Return every line of the entries below that contains the word "girl".
* * *
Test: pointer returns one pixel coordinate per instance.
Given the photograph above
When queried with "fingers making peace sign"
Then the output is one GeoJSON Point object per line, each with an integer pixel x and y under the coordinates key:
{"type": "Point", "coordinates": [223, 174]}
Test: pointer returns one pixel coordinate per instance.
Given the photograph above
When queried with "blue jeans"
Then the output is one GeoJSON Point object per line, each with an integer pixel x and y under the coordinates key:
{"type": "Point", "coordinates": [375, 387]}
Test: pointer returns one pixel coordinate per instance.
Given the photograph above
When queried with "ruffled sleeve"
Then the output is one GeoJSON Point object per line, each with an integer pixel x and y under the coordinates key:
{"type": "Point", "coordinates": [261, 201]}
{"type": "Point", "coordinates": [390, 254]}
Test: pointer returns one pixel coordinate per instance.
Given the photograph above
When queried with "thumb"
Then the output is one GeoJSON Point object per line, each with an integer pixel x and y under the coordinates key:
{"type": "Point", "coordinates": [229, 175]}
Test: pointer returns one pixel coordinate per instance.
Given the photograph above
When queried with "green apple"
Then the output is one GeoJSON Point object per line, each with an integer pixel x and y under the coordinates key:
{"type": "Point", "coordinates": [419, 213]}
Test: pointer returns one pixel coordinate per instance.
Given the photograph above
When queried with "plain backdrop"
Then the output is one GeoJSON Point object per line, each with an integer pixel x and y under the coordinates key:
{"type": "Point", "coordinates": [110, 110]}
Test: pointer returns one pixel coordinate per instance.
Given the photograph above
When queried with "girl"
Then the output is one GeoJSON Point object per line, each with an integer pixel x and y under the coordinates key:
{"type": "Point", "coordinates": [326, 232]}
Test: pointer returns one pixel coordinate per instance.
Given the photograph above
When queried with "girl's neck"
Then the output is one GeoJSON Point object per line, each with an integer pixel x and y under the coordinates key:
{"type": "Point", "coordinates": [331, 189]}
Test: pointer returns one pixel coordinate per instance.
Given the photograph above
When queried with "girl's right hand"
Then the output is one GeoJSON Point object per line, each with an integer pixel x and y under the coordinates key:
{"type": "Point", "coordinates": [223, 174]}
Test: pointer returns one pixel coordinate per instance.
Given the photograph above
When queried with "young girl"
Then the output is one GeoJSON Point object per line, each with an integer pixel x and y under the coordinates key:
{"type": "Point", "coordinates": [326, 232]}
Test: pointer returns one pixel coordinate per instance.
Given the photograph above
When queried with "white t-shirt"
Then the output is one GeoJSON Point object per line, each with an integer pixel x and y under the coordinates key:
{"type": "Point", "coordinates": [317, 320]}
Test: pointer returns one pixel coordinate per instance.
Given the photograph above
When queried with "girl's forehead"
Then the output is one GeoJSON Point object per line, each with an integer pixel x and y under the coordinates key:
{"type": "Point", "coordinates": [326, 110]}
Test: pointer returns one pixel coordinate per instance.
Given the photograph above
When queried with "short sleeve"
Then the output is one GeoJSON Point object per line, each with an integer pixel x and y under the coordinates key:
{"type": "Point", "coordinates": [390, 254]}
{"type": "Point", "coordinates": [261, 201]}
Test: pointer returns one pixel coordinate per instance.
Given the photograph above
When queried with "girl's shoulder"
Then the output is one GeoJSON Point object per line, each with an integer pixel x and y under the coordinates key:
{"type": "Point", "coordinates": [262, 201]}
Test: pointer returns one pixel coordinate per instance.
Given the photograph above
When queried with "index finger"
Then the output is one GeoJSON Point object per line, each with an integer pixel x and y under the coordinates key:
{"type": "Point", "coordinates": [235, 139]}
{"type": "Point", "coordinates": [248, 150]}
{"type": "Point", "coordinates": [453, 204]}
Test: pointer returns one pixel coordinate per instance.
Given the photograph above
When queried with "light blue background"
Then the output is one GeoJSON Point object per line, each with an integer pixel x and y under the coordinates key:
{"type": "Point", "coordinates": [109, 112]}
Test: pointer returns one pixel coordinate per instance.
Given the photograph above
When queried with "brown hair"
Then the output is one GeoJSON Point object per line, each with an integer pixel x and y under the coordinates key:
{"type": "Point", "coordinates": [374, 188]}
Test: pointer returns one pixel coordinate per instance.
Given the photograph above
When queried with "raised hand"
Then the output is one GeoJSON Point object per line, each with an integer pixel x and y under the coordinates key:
* * *
## Final answer
When queried with "girl"
When queried with "girl's neck"
When queried with "girl's right hand"
When queried with "young girl"
When queried with "girl's forehead"
When queried with "girl's shoulder"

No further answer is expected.